═══ DATA SECTION
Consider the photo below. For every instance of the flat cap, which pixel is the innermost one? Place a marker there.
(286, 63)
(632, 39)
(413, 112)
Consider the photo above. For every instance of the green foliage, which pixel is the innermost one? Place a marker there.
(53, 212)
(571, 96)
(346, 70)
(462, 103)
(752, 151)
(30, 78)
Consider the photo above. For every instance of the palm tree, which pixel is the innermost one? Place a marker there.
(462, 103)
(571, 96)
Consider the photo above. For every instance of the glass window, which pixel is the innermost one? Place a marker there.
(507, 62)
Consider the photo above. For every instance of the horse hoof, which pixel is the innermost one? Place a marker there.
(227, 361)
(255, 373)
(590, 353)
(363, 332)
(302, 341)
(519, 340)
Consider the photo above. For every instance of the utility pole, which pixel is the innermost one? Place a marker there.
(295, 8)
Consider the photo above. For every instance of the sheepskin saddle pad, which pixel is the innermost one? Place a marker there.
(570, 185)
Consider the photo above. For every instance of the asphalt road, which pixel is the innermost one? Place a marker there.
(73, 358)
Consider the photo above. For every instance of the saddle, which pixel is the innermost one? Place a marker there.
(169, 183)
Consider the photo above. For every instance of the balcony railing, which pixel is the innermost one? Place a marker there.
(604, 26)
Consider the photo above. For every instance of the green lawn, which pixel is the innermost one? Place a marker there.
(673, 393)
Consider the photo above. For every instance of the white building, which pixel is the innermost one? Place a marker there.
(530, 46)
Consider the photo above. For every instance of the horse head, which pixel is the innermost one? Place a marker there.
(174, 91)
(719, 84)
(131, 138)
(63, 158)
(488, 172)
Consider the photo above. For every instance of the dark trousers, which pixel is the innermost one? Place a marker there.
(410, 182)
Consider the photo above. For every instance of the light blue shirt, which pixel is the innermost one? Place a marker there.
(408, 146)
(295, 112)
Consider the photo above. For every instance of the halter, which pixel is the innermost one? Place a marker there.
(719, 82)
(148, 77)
══════
> [TASK REQUIREMENTS]:
An exact copy of the line containing "Consider the photo above. For every instance of the palm" and all lines after it, through the last line of the entries, is the required answer.

> [TASK SOLUTION]:
Consider the photo above. For every instance of the palm tree, which pixel is the innermost one? Place a marker there.
(462, 103)
(571, 96)
Consider the photo above. For every instance of the glass window, which pixel is the innermost one? Place a marker there.
(507, 62)
Consider the photo above. For every instance of the horse hoof, which pixel is the innermost one? Place a marker there.
(227, 361)
(255, 373)
(590, 353)
(363, 332)
(302, 341)
(519, 340)
Consider the photo above. For every instance of the utility pole, which pixel is the innermost one? Place a marker there.
(295, 8)
Consider the photo above. For every instance of the sheepskin saddle pad, which pixel is the innermost one? Place a marker there.
(570, 185)
Consider the photo above. For every instance of the asphalt road, which pixel is the innermost one? Place a marker there.
(73, 358)
Consider the photo above. For every instance of the saddle, which pixel is the innermost one? Place a marker there.
(169, 183)
Consider the photo above. For every instance of the balcony railing, which pixel is the innermost one? Place a marker there.
(604, 26)
Consider the photo above. For every instance of the green lawn, which pixel is the innermost one? Place a marker there.
(673, 393)
Consider the photo above. For every instance of the white building, which pixel is the innermost one? Place a marker there.
(530, 46)
Consider the photo above. For every instance of the horse head, which pixel is the innermost one? Place a marker there.
(174, 91)
(719, 84)
(131, 138)
(63, 158)
(488, 172)
Consider the photo above. For every instance of the dark trousers, which pixel is the innermost one? Place a marker there.
(410, 182)
Consider the photo above. For every instance of the light blue shirt, which pixel is the innermost one? Place a marker there.
(408, 146)
(295, 112)
Consider the photo above. For every instance of the halter, which pixel is the innermost one? Place a marker there.
(719, 82)
(148, 77)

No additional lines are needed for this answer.